**Excerpt provided:**
I could not understand the how the distance between the nodes became 0, 2, 4, 6.

As per the definitive guide,

For example, imagine a node n1 on rack r1 in data center d1. This can be represented as /d1/r1/n1. Using this notation, here are the distances for the four scenarios:

• distance(/d1/r1/n1, /d1/r1/n1) = 0 (processes on the same node)

• distance(/d1/r1/n1, /d1/r1/n2) = 2 (different nodes on the same rack)

• distance(/d1/r1/n1, /d1/r2/n3) = 4 (nodes on different racks in the same data center)

• distance(/d1/r1/n1, /d2/r3/n4) = 6 (nodes in different data centers).

• distance(/d1/r1/n1, /d2/r3/n10) = ?

What is the network distance?

Let's imagine your cluster as a tree with the following levels:

• Abstract global root (Top or root)
• Data centers (1st level)
• Racks (2nd level)
• Nodes (3rd level or leaves)

If we draw this tree there should be something like this: Let's count distance between any circle and its parent as 1.

(Extracted data entries)
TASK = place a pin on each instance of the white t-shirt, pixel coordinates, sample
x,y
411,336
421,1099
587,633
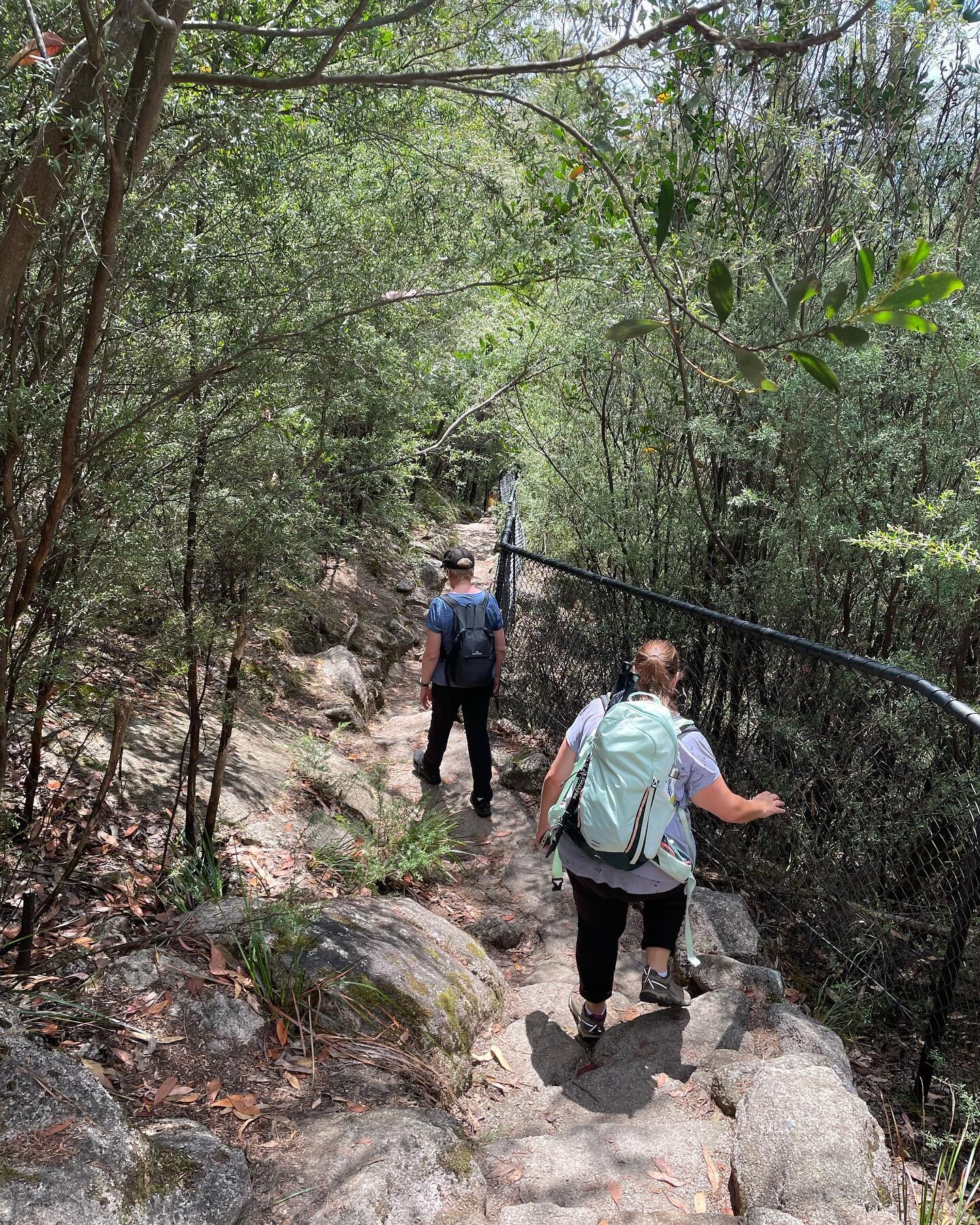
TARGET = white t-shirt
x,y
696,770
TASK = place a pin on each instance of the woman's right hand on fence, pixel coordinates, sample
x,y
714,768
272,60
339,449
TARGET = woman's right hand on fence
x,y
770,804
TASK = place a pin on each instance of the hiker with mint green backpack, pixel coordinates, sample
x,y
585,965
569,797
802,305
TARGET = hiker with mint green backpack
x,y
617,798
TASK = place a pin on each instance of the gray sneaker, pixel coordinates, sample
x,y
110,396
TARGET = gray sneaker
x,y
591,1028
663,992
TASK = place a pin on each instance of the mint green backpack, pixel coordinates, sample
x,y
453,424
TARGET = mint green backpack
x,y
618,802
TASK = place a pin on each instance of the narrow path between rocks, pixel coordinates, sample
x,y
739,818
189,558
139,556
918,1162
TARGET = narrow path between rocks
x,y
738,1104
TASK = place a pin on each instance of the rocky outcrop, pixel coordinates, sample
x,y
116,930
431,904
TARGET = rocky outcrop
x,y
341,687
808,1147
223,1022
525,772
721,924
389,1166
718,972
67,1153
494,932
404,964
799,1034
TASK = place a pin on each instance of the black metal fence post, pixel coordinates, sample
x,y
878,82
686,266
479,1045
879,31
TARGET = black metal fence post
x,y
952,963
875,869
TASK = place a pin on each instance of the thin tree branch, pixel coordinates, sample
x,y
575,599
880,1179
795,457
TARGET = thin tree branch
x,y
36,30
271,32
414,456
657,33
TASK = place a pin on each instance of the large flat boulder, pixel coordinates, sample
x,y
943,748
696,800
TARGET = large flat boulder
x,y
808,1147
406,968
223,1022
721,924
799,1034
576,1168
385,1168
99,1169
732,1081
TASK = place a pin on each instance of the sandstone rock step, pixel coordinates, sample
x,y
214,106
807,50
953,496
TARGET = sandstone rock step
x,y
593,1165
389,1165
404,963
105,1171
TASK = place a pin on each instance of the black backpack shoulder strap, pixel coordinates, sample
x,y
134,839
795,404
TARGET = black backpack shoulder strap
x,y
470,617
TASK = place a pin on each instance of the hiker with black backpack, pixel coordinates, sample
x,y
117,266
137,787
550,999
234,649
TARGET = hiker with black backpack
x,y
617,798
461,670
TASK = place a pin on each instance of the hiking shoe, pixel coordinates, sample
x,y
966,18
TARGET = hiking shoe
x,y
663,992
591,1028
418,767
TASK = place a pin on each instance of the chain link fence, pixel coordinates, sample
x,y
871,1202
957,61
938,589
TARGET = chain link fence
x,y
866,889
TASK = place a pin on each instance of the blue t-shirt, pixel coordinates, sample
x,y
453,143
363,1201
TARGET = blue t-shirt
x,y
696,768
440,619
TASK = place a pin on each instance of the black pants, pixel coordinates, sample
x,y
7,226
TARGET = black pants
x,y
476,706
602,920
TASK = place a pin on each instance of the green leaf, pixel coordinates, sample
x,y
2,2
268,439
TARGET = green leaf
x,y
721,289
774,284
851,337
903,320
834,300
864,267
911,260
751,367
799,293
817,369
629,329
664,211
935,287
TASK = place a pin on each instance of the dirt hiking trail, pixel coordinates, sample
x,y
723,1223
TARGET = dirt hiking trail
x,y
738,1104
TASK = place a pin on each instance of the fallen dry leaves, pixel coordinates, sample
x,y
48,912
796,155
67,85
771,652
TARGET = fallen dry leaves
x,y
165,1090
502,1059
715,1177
---
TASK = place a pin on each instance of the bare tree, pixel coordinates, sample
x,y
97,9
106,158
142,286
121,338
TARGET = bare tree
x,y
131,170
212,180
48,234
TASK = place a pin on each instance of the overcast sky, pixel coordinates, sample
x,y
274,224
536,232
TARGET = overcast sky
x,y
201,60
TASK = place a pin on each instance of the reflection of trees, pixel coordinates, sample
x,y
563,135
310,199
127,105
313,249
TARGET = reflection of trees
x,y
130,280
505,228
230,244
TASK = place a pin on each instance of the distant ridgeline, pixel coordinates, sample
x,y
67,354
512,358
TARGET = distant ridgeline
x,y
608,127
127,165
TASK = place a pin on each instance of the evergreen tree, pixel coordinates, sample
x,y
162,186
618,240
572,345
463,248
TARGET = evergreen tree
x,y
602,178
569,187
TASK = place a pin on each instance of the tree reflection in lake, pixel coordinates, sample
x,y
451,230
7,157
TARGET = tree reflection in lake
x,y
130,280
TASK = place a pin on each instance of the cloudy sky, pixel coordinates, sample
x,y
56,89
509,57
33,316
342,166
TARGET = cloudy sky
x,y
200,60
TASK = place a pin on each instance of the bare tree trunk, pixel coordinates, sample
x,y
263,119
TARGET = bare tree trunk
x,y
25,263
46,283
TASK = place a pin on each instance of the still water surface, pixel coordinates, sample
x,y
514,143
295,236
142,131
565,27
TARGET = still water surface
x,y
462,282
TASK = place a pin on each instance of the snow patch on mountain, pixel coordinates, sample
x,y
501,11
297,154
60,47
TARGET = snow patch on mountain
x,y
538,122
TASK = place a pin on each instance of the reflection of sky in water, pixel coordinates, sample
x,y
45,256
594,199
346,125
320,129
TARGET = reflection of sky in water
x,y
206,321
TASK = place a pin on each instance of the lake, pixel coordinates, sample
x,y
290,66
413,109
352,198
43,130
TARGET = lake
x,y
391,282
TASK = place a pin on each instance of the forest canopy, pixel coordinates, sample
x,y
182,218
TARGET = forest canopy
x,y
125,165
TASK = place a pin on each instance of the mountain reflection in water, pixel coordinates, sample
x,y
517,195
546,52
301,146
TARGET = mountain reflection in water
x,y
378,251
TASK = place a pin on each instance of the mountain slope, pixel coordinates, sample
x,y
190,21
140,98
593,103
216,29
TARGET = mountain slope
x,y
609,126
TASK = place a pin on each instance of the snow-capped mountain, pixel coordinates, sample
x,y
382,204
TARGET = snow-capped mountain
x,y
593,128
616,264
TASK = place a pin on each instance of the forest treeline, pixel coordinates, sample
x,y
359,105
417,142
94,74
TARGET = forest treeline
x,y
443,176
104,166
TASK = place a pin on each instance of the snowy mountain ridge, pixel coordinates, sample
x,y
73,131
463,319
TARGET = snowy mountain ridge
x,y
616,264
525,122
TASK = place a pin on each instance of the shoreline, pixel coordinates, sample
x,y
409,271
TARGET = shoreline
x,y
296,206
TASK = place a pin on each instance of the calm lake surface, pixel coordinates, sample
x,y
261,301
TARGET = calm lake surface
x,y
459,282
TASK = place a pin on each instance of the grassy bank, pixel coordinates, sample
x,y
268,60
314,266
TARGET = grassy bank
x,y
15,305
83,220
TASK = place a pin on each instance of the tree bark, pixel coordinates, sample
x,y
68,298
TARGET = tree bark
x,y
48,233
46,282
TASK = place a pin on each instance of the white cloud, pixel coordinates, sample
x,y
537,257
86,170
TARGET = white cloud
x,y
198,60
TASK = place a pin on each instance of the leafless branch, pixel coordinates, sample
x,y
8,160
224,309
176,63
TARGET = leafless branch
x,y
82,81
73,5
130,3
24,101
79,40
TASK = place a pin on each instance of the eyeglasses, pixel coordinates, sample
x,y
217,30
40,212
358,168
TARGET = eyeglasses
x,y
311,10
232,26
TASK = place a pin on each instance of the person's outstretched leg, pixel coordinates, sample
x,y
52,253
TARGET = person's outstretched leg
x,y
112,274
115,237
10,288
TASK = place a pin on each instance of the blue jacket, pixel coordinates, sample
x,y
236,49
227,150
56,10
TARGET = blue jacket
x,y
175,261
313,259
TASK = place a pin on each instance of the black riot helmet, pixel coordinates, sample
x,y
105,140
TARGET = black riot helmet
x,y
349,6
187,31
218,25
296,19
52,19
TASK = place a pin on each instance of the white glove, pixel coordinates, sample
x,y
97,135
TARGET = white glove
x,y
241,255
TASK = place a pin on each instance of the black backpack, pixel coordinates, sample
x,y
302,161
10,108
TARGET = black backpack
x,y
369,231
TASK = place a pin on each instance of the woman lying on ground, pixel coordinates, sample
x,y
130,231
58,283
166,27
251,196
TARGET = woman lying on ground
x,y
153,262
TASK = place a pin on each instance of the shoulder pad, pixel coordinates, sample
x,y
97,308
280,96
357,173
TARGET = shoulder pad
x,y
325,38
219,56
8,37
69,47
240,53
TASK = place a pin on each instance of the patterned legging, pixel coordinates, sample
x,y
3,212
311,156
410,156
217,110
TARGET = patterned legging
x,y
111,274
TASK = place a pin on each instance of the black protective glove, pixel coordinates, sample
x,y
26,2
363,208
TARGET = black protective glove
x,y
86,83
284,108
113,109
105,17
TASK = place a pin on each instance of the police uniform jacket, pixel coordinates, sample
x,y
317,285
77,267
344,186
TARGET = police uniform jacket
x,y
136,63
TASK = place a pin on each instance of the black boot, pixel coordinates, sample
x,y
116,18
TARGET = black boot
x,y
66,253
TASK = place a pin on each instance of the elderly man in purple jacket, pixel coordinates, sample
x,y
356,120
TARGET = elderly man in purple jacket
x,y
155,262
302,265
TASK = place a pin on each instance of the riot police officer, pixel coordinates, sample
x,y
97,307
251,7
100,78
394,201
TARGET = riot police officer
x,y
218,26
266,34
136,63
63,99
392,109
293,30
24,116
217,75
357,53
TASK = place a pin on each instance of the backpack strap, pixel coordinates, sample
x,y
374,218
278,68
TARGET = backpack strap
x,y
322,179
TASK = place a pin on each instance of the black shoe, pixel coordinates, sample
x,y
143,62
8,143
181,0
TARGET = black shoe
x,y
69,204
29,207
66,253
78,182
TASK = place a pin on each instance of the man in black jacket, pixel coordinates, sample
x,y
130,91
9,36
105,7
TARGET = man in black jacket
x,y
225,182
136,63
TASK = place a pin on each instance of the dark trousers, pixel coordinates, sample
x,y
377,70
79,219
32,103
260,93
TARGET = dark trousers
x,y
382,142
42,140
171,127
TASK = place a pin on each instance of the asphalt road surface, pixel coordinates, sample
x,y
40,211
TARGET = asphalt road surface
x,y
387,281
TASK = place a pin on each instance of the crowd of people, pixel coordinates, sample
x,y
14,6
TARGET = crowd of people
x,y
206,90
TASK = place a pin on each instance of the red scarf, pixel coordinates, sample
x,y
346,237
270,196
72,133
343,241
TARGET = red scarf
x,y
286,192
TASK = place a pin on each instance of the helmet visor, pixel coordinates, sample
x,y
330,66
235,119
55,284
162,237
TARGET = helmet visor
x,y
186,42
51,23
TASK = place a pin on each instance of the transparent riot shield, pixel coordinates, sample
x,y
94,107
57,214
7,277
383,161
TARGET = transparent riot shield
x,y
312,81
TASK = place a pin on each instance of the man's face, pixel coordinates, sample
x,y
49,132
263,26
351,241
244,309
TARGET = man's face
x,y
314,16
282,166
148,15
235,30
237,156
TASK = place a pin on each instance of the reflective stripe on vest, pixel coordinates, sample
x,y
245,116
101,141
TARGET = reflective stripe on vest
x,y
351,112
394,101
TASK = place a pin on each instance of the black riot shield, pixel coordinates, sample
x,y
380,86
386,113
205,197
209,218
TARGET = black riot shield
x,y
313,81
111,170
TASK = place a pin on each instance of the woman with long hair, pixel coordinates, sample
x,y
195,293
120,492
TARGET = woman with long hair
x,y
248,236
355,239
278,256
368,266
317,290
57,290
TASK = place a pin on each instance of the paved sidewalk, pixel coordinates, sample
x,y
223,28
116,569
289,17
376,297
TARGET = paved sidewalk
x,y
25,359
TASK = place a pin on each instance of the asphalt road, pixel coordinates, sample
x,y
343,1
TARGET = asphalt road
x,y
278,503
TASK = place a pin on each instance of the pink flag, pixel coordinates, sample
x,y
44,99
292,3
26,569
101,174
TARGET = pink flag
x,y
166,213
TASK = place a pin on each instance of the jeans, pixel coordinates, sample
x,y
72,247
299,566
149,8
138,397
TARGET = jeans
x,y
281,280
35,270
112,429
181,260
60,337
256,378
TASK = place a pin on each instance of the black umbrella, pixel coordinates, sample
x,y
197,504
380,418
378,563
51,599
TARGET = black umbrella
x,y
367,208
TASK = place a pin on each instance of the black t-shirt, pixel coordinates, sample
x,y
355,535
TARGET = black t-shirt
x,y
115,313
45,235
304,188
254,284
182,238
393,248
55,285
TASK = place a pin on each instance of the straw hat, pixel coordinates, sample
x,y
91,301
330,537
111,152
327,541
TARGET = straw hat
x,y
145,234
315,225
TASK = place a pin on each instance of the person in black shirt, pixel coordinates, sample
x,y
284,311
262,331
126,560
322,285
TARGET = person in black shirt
* * *
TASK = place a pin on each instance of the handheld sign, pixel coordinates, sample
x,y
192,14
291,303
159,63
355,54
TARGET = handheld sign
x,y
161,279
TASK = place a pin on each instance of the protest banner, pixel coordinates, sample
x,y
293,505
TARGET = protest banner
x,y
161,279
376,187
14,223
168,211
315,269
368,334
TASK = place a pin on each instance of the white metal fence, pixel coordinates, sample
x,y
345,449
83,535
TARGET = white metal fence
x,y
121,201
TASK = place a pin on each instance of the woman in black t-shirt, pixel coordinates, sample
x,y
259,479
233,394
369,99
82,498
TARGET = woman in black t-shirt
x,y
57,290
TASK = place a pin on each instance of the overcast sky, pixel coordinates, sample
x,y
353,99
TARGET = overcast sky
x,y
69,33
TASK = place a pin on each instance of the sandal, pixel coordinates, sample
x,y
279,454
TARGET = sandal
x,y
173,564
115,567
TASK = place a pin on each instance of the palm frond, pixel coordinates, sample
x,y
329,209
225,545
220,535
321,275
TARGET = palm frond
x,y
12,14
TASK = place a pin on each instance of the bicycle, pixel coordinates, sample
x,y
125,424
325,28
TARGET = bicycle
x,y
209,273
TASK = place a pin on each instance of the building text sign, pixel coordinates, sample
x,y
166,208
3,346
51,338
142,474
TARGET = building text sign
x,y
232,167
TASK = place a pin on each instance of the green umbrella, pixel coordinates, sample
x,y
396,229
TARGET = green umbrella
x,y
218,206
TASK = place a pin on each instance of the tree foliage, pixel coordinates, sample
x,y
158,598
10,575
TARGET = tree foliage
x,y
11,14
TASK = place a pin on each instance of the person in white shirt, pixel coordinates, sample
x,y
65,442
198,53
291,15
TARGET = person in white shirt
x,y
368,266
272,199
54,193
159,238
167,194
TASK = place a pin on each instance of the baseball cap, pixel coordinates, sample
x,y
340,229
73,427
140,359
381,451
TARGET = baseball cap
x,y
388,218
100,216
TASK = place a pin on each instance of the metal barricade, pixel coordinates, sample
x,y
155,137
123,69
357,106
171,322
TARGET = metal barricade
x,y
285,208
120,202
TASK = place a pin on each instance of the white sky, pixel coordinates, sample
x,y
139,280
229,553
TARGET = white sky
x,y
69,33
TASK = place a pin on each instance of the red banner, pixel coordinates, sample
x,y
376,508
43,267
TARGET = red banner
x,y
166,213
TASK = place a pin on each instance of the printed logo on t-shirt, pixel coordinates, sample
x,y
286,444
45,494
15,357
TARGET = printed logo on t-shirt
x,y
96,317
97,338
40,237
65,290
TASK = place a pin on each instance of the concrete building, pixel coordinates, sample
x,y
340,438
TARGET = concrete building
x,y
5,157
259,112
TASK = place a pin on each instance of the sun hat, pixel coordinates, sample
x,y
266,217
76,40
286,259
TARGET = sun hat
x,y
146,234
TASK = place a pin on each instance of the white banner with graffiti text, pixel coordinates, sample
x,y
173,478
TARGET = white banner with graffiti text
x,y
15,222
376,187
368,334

**Your tasks:**
1. From the network distance thread, set down the part that opens with the words containing "For example, imagine" and closes with "same data center)", word for word.
2. Please write the next part of the network distance thread, picking up right after its final sentence.

**Exercise results:**
1.
For example, imagine a node n1 on rack r1 in data center d1. This can be represented as /d1/r1/n1. Using this notation, here are the distances for the four scenarios:

• distance(/d1/r1/n1, /d1/r1/n1) = 0 (processes on the same node)

• distance(/d1/r1/n1, /d1/r1/n2) = 2 (different nodes on the same rack)

• distance(/d1/r1/n1, /d1/r2/n3) = 4 (nodes on different racks in the same data center)

2.
Then the distance between any two circles is the sum of their distance to their closest common ancestor or 0 for the same node.

So it's always 6 for any two nodes in different data centers (like between /d1/r1/n1 and /d2/r4/n10).

OR

"The distance between two nodes is the sum of their distances to their closest common ancestor" (Hadoop: The Definitive Guide 4th ed, page 70)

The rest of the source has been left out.